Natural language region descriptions
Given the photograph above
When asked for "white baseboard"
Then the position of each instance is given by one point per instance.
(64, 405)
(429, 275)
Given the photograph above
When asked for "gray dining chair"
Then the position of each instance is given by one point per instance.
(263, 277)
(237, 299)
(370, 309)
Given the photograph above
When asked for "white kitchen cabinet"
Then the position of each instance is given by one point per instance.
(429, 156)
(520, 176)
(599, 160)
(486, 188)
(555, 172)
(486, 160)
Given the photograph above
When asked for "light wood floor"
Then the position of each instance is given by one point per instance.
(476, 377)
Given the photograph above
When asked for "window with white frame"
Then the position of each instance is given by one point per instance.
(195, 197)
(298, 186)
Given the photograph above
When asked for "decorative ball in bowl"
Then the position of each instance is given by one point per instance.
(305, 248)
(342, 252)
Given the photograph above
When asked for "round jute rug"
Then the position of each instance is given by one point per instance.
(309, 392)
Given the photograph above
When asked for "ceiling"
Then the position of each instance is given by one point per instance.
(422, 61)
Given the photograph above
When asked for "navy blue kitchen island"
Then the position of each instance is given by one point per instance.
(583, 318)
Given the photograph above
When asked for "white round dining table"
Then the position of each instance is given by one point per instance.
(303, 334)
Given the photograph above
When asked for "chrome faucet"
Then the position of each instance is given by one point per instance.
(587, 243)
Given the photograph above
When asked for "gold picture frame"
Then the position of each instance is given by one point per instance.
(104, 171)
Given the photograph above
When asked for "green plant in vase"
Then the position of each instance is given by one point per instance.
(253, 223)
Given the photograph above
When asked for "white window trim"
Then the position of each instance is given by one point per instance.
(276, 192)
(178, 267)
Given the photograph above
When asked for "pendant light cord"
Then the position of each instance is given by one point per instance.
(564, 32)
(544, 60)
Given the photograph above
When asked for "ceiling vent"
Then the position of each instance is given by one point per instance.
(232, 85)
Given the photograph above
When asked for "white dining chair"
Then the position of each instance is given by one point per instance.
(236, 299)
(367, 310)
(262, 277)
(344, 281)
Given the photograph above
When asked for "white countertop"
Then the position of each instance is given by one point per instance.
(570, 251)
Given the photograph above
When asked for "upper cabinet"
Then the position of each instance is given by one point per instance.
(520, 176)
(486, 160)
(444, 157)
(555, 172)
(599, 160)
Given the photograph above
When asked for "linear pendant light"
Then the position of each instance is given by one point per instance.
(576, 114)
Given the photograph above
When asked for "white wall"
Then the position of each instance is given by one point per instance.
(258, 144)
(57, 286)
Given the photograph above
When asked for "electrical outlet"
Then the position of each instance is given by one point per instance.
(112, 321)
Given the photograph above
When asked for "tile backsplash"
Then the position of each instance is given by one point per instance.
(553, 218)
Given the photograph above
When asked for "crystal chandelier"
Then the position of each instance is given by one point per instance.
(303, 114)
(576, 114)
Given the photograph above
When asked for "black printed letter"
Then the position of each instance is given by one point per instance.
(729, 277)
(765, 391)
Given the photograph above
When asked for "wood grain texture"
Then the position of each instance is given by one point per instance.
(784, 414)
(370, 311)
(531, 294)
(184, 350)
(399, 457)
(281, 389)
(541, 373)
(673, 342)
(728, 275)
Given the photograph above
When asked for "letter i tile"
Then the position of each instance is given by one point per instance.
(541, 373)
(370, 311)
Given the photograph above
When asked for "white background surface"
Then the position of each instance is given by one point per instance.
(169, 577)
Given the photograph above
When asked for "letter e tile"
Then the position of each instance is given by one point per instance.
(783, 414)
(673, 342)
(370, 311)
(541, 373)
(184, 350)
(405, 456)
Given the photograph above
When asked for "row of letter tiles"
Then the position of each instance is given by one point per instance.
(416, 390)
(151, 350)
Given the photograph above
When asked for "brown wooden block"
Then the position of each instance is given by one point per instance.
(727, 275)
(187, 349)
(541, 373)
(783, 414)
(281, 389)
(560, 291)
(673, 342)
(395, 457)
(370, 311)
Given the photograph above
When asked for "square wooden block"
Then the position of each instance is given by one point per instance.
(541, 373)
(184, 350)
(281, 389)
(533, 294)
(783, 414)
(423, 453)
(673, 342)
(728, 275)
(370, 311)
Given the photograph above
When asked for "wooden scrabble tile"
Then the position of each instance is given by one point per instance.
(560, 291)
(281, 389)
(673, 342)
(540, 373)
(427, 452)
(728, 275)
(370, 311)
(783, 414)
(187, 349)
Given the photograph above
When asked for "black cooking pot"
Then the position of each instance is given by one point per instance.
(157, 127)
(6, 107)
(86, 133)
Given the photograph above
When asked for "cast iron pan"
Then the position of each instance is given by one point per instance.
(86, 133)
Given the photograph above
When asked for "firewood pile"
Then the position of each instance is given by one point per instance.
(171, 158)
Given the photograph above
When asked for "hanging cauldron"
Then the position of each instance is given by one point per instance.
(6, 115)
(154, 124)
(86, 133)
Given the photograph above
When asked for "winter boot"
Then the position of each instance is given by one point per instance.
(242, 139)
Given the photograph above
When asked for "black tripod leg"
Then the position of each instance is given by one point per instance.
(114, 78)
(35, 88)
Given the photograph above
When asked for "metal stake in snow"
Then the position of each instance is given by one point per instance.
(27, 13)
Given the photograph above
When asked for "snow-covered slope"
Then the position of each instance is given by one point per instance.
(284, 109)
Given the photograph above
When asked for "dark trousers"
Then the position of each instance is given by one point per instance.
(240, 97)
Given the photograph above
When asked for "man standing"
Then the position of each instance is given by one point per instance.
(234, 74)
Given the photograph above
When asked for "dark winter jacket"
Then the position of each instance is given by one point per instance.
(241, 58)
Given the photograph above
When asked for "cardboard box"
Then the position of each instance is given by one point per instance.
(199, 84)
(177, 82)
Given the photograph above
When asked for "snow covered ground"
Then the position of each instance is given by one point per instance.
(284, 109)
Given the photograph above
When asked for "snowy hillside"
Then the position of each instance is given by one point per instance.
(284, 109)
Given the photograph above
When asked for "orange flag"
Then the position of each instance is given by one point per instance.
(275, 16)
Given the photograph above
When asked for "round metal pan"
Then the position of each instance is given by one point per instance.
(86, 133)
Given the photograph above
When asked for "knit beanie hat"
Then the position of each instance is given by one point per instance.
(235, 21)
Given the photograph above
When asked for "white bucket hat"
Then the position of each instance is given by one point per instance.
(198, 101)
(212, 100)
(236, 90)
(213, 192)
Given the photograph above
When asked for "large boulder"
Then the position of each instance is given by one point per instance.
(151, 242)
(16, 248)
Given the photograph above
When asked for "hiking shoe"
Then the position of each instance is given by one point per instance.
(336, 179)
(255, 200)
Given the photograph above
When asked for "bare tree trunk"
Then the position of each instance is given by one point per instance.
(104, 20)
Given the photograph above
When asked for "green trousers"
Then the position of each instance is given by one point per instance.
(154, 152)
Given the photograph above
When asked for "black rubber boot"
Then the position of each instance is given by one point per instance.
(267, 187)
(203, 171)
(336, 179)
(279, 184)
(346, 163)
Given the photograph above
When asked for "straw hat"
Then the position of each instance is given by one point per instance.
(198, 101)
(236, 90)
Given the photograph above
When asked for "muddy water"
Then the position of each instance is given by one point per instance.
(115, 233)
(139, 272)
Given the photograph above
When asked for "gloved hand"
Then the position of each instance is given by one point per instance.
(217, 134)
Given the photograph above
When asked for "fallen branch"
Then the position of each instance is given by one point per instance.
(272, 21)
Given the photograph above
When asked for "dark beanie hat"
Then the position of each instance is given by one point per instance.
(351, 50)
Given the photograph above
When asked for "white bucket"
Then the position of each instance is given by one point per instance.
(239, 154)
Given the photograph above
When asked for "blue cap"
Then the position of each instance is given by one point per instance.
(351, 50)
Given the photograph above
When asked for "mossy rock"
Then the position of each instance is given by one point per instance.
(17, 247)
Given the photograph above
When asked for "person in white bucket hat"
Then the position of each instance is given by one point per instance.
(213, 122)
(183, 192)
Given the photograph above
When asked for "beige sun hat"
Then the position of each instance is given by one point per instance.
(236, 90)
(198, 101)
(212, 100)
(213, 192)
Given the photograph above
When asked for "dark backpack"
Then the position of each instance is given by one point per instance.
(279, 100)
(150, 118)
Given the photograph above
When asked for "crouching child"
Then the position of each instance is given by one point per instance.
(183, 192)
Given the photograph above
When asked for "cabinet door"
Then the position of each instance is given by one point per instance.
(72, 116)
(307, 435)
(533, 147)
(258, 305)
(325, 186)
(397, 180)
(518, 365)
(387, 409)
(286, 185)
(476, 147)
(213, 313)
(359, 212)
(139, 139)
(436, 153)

:: Work instructions ::
Go through the records above and copy every line with the word "boot".

:: Written response ::
When asked for "winter boot"
When asked for "black rubber boot"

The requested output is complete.